* Begin Article *

# Mr olympia 2009 predictions ?



## bodyworks (Oct 17, 2007)

Ok guys. This is my anaual guess the top 6 at the Olympia thread. The prize for the winner is once again a coveted Body Works Gym T-shirt. Just list in order who you think will place 1st to 6th. With just over 4 weeks to go, most of the front runners have already qualified so i reckon now is good time to start this thread. Of course once all the qualification places are confirmed i'll post a full competitor list. but the front runners surely are Kai Greene, Victor Martinez, Jay Cutler, Dennis Wolf, Phil Heath,Dexter Jackson, Toney Freeman, Dennis James and who...?


----------



## 3752 (Jan 7, 2005)

1 - Heath

2 - Dexter

3 - Green

4 - Martinez

5 - Wolf

6 - Cutler


----------



## LeeB (Oct 5, 2011)

1 - dexter

2 - green

3 - cutler

4 - heath

5 - martinez

6 - wolf

i think this year is harder to call than any before, so many good physiques but also all very different structure wise too! the thing you cant predict is how much progress heath and wolf might have made.... then theres branch warren as a wild card who could upset alot!


----------



## 3752 (Jan 7, 2005)

i think this pic says it all


----------



## LeeB (Oct 5, 2011)

yikes! so hes added a few pounds then...


----------



## bodyworks (Oct 17, 2007)

No new blood in the mix then ? what about Fouad Abiad, Ben Pakulski, Joel Stubbs or Evan Centopani ? Maybe Markus Ruhl can shock everyone or how about Branch Warren in the top 6 ? he looked awesome at the Arnold.


----------



## Philips1962 (Mar 17, 2011)

1.Kai Greene

2.Phil Heath

3.Dexter

4.Martinez

5.Jay

6. Wolf or Warren


----------



## splinter1466867924 (Aug 5, 2005)

1. Heath

2. Dexter

3. Cutler

4. Green

5. Martinez

6. Wolf

One hopes that cutler is gonna come a bit more cut up!


----------



## Philips1962 (Mar 17, 2011)

I think this year is so open, so many really good guys. Very difficult to predict, its down to who nails it on the day. Should be one of the best Olympia's for years.


----------



## bodyworks (Oct 17, 2007)

That won't win you a t-shirt. predictions please.....


----------



## FAT BOY (Dec 19, 2005)

heath

dexter

martenez

cutler

kai green

ruhl


----------



## 3752 (Jan 7, 2005)

S¬A¬L said:


> 1 - Jay Cutler
> 
> 2 - Dexter Jackson
> 
> ...


then you will be £500 worse off....no way on this earth is cutler going to beat Heath


----------



## axalotl2000 (Jan 25, 2005)

SOUNDS LIKE A BET TO ME, BUT NOT GOT £500 SORRY MATE LOL, im going for jay


----------



## EXTREME (Aug 5, 2005)

I'll bet anyone who thinks jay will win, I'll not pick anyone but give odds against Jay, he should never have won it in the first place.

I've met him a couple of times (we shared the same hotel at FIBO) so spent an hour or so chatting, mainly about cars, the state of the roads, Columbus and training when you're on the road, real nice guy, polite and funny. Still shouldnever have been the big O.

* End Article *

In the forum thread predicting the Mr. Olympia results, what prize goes to the winner of the guessing game?

* Begin Recorded data *

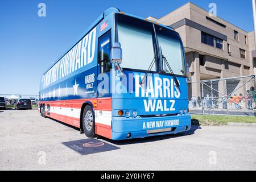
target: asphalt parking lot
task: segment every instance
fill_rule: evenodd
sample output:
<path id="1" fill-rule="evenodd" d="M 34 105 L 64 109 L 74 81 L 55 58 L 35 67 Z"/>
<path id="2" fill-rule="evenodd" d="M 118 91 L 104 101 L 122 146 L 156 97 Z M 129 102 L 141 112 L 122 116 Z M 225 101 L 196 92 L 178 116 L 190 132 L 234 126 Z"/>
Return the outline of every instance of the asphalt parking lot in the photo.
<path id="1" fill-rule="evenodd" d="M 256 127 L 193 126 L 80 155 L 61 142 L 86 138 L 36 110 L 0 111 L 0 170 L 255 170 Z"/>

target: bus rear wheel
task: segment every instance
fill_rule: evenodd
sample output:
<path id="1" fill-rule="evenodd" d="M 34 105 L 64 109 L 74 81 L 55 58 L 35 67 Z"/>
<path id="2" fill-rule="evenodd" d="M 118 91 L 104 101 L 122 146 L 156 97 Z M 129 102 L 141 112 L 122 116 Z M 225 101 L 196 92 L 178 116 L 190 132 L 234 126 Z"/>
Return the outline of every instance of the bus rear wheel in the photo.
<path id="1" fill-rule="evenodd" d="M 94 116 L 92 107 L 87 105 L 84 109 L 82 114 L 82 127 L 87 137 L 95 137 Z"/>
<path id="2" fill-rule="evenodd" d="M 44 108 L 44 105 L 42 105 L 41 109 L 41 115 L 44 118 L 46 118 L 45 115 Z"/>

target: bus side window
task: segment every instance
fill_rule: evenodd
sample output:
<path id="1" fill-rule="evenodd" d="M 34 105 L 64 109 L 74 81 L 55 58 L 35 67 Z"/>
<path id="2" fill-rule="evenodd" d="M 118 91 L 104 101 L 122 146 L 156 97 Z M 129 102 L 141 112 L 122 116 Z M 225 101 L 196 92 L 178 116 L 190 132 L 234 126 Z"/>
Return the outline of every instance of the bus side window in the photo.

* End Recorded data *

__Output__
A Body Works Gym T-shirt.